Referring expression data
◆ ◆ ◆

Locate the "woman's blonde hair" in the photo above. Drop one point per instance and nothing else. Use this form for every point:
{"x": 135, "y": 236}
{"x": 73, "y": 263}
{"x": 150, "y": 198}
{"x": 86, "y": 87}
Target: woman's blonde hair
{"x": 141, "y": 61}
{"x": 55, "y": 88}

◆ ◆ ◆

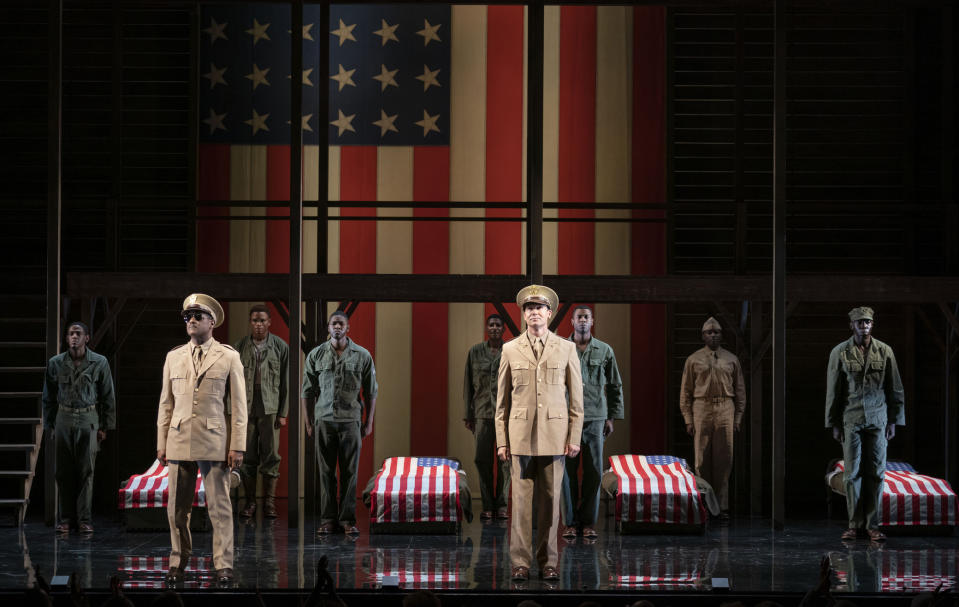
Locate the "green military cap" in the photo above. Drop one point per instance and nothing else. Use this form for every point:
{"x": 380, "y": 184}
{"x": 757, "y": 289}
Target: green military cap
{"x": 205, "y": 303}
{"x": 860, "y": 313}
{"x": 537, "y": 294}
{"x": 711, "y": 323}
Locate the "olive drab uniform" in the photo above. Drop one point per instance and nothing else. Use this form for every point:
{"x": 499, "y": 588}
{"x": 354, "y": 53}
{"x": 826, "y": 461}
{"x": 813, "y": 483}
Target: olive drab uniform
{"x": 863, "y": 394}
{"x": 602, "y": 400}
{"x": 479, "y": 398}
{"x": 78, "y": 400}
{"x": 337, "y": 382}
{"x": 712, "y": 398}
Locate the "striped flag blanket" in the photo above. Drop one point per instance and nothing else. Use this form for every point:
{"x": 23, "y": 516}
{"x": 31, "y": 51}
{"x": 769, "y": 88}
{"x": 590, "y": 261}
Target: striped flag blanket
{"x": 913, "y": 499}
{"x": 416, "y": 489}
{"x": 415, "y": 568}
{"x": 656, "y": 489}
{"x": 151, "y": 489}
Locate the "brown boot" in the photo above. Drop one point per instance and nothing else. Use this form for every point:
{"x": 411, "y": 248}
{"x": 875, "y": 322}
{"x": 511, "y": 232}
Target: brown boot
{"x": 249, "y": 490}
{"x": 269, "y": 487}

◆ ◆ ◆

In the entries above, how many lines include the word "point"? Give only that number.

5